• [Passage to read]

Skip to content
Related Articles

Related Articles

Chance and Probability
  • Last Updated : 03 Mar, 2021

Probability revolves around assigning a numerical value to this degree of uncertainty. Or in other words, probability refers to uncertainty about the occurrence of an event. The event may or may not occur. For example, we have some of the real-life statements which we hear in our daily lives: My uncle may visit us today; There is a good chance that it may rain tomorrow; The school may probably take us to a picnic in June; Schools may reopen in March. These daily life statements use the terms like ‘probable’, ’may’, ’has good chance’, ’likely’ etc., so it is clear that there is no surety of occurrence, it may occur, or it may not occur, so this is called chance. Or in other words, a chance is a possibility of something happening. And in mathematics, probability is known as chance. The concepts of probability are frequently used in Statistics, engineering, data science, and hypothesis testing.

Probability Formula

  • This formula is used to calculate the probability of an event to occur.

P(E) = Probability (occurrence of an event) = \frac{Number \ of \ outcomes \ that \ make \ the \ desired \ event}{Total \ number \ of \ outcomes}

Note: The value of probability ranges from 0 to 1.

  • This formula is used to calculate the probability of a non-occurrence of an event

P(\overline{E})     = 1 – P(E)

Here, P(\overline{E}) is a probability of a non-occurring event E. It is also known as the complement of an event E.



Terminology

Let us understand some fundamental concepts associated with probability. 

1. Experiment: An event in which some well-defined outcome is expected is called an experiment.

• [Task instructions]
#1 In the probability text, why are everyday statements like "My uncle may visit us today" called chance? Answer in one to three sentences.
#2 Copy everything in the probability text from "Probability Formula" down to "an event E.".
The data that comes next is from a separate source.

• [Collected material]
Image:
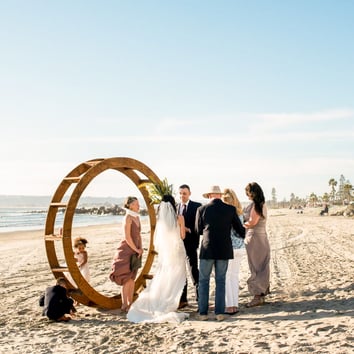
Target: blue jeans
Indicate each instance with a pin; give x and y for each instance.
(205, 268)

• [Responses for each task]
#1 They use words like "probable," "may," "has good chance," and "likely," which show there is no certainty that the event will happen. The event may occur or it may not, and that uncertainty is called chance.

#2
Probability Formula

  • This formula is used to calculate the probability of an event to occur.

P(E) = Probability (occurrence of an event) = \frac{Number \ of \ outcomes \ that \ make \ the \ desired \ event}{Total \ number \ of \ outcomes}

Note: The value of probability ranges from 0 to 1.

  • This formula is used to calculate the probability of a non-occurrence of an event

P(\overline{E})     = 1 – P(E)

Here, P(\overline{E}) is a probability of a non-occurring event E. It is also known as the complement of an event E.